### YOUR ASSIGNMENT
Repeat all of the records verbatim.

### DATA FOR ANALYSIS
▬▬▬▬▬▬

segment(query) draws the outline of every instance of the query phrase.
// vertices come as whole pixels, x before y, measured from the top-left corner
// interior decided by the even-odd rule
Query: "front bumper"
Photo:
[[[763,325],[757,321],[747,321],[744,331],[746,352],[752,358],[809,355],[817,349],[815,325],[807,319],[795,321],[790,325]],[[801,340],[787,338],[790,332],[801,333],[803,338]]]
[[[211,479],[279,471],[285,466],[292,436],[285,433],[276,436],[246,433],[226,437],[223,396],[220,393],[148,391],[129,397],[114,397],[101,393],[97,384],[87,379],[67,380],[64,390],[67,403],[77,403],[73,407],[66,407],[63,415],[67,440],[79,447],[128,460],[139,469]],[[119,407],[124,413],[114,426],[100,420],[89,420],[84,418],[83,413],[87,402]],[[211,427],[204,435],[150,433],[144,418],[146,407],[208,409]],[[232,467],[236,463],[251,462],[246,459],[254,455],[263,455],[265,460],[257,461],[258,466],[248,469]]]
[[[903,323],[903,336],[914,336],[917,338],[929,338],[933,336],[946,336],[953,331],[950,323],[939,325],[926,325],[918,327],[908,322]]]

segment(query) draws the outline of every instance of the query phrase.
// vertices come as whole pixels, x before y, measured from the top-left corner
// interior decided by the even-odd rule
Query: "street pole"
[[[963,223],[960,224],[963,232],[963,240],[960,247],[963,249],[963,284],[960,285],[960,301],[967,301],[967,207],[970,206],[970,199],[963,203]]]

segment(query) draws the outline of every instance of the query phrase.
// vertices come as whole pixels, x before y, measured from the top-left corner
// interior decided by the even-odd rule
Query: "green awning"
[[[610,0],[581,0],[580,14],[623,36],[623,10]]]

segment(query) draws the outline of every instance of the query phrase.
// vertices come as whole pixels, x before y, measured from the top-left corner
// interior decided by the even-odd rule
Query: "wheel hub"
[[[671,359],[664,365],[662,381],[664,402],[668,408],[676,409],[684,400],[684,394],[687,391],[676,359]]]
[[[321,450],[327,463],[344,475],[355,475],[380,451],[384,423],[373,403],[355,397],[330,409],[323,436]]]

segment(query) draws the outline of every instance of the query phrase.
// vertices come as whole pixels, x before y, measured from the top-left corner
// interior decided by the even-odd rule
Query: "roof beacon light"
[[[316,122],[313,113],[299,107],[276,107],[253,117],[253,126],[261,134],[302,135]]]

▬▬▬▬▬▬

### ANSWER AREA
segment(query) draws the outline of every instance of the query phrase.
// vertices come as whole pixels, x before y, measured from the top-left corner
// interior decided by the even-odd rule
Query: "front bumper"
Photo:
[[[763,325],[757,321],[747,321],[744,331],[746,352],[752,358],[809,355],[817,349],[815,325],[807,319],[795,321],[790,325]],[[801,340],[787,338],[790,332],[801,333],[803,338]]]
[[[211,479],[279,471],[285,466],[292,436],[285,433],[276,436],[246,433],[226,437],[223,396],[220,393],[148,391],[129,397],[114,397],[101,393],[97,384],[87,379],[67,380],[64,390],[67,403],[77,403],[73,407],[66,407],[63,415],[67,440],[79,447],[128,460],[139,469]],[[119,407],[124,413],[114,426],[100,420],[89,420],[84,418],[83,413],[87,402]],[[211,427],[204,435],[150,433],[144,418],[146,407],[208,409]],[[232,467],[236,463],[251,462],[246,459],[254,455],[263,455],[265,460],[257,461],[258,466],[248,469]]]
[[[903,323],[903,336],[914,336],[917,338],[929,338],[933,336],[946,336],[953,331],[950,323],[939,325],[926,325],[918,327],[908,322]]]

segment(query) draws the outline of every instance of the query phrase.
// vertices come as whole pixels, x before y, measured from the top-left corner
// interior decided by the even-odd rule
Query: "street pole"
[[[963,223],[960,224],[963,232],[963,240],[960,247],[963,249],[963,284],[960,285],[960,301],[967,301],[967,207],[970,206],[970,199],[963,203]]]

segment(query) draws the outline of every instance of the query phrase.
// vertices come as whole pixels, x before y, measured from the top-left corner
// interior decided by the even-odd rule
Query: "green awning"
[[[610,0],[581,0],[580,14],[623,36],[623,10]]]

segment(query) draws the outline of every instance of the query phrase.
// vertices come as whole pixels, x before y, measured from the top-left corner
// interior decided by the even-odd rule
Query: "wheel hub"
[[[671,359],[664,365],[662,381],[664,402],[668,408],[676,409],[684,400],[684,394],[687,391],[676,359]]]
[[[321,450],[327,463],[344,475],[355,475],[380,451],[384,423],[373,403],[355,397],[330,409],[323,436]]]

segment(query) draws the outline of every instance of the query phrase.
// vertices come as whole pixels, x before y, measured from the top-left corner
// interior decided by the even-odd rule
Query: "roof beacon light"
[[[316,122],[313,113],[299,107],[276,107],[253,117],[253,126],[261,134],[302,135]]]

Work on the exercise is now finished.